Self care is simply the actions we take to live a happier, healthier and more fulfilling life. Everyone does it already – some more than others. But it is important that we understand what we can do to become even better at looking after our physical health and mental wellbeing.
There are lots of ways to self care. Remember that every time we make positive choices about things such as healthy eating, taking exercise or stopping smoking, we use selfcare to not only help us feel better, but also to fend off illnesses.
Take so-called “self-limiting conditions” such as coughs and colds, digestive problems, headaches and hay fever. These generally get better by themselves, and treating the symptoms can make us feel better while our bodies deal with the problem. So why suffer when there are many effective over-the-counter medicines to choose from that can make a real difference to our wellbeing.
But can we do more to look after ourselves and our families?
This year Self Care Week runs from 13-19 November, aiming to raise awareness about how we can look after ourselves better. Admittedly previous years have largely been focused on getting the ideas of self care onto the policymaker’s agenda and raising its profile among healthcare professionals. Those messages are getting through.
Now it’s time to take the word to the street. We need to know that taking care of our nutritional needs, making sure we eat good, nutritious food and maybe even take a multivitamin food supplement if you’re lacking in essential nutrients, are all part of self care.
Good nutrition underpins everyone’s health and wellbeing. In fact, there is a substantial body of research which shows that doing this in our middle years can help to ensure better health as we age. We need to know that going to the chemist and asking the pharmacist for advice about using over-the-counter medicines, and then buying and using something to relieve our symptoms, is self care.

-- Data for analysis --
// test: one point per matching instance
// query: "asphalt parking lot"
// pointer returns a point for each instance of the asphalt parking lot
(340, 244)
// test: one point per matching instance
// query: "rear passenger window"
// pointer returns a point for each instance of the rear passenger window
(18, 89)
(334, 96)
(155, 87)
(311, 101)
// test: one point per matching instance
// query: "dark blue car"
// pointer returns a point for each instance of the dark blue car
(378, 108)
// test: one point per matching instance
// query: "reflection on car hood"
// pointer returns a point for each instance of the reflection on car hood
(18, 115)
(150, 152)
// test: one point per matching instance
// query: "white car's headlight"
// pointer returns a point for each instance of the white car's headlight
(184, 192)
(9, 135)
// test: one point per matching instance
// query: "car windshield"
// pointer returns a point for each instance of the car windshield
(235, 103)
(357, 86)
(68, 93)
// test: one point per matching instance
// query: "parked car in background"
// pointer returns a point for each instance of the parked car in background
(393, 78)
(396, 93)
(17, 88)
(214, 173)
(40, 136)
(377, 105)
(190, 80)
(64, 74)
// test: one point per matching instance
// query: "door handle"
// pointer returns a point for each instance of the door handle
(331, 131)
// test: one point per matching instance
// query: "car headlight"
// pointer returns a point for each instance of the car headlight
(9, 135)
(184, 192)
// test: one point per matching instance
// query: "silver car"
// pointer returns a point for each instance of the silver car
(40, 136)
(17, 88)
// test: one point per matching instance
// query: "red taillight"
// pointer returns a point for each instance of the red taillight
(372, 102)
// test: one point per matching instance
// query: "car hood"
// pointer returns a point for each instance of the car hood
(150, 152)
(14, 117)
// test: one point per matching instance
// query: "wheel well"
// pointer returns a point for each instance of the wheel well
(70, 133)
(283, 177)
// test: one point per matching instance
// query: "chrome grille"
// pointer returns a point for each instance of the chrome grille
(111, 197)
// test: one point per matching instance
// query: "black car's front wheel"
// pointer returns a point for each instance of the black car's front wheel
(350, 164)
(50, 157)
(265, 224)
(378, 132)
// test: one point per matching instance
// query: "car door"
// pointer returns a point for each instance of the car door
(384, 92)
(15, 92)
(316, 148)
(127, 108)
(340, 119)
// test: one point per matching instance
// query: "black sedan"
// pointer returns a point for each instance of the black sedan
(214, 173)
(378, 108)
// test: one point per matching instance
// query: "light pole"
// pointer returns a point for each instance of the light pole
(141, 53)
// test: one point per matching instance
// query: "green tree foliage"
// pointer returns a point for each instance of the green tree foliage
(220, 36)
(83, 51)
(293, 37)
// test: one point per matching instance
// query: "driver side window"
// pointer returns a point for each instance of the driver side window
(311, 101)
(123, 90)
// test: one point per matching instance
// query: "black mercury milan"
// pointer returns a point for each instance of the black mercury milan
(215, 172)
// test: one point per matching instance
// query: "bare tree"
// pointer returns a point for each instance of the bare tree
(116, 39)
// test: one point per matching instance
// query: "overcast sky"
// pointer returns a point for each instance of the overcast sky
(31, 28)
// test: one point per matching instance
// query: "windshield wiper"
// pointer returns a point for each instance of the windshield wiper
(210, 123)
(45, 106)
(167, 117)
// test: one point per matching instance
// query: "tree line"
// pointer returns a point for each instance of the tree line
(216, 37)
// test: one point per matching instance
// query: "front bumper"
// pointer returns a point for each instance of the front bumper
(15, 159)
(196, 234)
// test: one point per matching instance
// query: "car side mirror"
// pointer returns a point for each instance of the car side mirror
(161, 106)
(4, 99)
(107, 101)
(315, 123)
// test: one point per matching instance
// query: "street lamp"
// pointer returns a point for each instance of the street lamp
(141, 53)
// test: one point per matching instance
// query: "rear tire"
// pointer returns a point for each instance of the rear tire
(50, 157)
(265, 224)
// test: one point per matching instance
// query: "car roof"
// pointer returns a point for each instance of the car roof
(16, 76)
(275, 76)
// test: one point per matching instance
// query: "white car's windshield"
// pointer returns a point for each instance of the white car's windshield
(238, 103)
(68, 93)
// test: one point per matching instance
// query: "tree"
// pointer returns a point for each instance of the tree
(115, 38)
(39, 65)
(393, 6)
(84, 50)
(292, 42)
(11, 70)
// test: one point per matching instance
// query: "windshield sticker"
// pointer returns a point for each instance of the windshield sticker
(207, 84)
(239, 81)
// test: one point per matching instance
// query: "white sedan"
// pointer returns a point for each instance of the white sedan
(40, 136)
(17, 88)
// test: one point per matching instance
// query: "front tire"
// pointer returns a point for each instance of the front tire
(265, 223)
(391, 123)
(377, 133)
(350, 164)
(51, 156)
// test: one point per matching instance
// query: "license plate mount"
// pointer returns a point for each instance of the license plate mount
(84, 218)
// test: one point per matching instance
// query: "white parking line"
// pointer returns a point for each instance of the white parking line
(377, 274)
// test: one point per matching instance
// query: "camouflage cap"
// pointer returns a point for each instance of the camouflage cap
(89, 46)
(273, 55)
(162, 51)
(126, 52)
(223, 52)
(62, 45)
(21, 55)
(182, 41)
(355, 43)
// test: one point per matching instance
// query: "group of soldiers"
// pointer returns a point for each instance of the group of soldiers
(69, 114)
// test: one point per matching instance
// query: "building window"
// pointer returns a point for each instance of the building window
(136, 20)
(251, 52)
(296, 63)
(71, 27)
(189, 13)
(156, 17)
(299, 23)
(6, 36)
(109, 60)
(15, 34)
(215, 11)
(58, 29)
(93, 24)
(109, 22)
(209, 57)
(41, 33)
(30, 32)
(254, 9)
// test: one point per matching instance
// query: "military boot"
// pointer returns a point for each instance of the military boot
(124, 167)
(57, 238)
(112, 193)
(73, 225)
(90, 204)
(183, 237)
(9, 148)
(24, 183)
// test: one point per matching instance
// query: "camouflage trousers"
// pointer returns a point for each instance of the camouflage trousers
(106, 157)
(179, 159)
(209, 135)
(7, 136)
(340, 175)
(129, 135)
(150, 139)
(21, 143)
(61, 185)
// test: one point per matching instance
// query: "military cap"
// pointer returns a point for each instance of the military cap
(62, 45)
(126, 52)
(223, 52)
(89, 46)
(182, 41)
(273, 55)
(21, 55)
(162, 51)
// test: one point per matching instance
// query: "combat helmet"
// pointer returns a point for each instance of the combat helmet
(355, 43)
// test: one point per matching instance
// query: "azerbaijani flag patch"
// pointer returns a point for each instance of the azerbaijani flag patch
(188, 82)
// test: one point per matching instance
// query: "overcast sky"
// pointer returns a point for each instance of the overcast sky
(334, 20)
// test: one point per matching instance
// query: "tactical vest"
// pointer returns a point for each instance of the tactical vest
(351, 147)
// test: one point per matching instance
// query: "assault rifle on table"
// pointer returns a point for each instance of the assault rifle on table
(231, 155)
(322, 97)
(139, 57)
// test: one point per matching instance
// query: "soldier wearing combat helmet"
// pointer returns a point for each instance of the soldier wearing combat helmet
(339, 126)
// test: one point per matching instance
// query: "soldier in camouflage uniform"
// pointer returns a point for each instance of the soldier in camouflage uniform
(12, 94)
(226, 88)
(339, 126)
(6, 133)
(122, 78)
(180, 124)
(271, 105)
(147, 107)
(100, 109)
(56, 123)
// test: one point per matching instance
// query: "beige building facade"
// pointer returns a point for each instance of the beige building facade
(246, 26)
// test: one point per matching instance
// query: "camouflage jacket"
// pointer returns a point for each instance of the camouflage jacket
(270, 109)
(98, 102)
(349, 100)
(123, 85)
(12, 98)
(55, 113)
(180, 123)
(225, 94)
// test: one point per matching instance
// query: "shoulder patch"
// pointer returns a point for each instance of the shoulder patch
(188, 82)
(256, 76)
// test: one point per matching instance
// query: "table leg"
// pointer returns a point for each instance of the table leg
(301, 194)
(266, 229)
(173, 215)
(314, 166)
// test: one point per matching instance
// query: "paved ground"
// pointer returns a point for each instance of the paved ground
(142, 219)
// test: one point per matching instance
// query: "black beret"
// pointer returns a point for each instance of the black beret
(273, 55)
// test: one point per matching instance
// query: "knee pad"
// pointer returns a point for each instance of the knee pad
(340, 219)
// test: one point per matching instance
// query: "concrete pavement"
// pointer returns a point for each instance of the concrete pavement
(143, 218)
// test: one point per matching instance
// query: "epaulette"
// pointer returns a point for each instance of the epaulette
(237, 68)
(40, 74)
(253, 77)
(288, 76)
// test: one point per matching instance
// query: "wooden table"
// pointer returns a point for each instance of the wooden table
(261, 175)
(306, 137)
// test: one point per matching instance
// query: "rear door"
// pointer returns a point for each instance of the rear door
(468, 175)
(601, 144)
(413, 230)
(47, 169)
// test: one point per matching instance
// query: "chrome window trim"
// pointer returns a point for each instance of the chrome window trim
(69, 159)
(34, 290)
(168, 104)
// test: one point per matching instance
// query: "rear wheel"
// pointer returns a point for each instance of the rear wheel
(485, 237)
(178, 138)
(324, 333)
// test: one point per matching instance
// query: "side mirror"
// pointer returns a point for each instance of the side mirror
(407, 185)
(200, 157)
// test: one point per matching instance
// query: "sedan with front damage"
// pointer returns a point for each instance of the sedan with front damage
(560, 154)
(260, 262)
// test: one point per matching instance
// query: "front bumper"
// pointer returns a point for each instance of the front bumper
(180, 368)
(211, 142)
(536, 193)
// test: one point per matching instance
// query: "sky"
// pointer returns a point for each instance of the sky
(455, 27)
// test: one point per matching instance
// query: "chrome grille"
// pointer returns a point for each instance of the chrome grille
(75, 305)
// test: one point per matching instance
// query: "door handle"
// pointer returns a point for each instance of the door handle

-- Work item --
Continue the self care article from the end of its last sentence, in the same voice.

-- The answer --
And as well as being good for us, taking better care of our health and our family’s health has the added bonus of helping the NHS.
Everyone in the UK loves the NHS – we value it as a crown jewel. But in a strange dichotomy, because we don’t pay for it directly at the point of use, we also undervalue it and take it for granted.
Right now, the NHS is struggling. It was not designed to cope with the demands 21st century life puts upon it. Research by the Proprietary Association of Great Britain found that there are 3.7 million visits to A&E and 57 million GP consultations for minor conditions, things like coughs, colds and sprains. That is 60.7 million visits for self-limiting conditions – things that would get better all by themselves, or which could have been sped on their way with a little self care. Those 60.7 million visits cost the NHS £2.2billion!
Of course, self care does not mean no care. The NHS is there for us when we need it, and there are health issues that are not appropriate for self care. For example, if a cough doesn’t get better in three to four weeks or if you are coughing up blood, go and see your GP. Or if your headaches are getting worse or more frequent, go and see your pharmacist who can advise you. There are a series of fact sheets about the kind of conditions that are appropriate for self care, and the kind of “red flags” associated with each that indicate that you should seek medical help on the Self Care Forum website.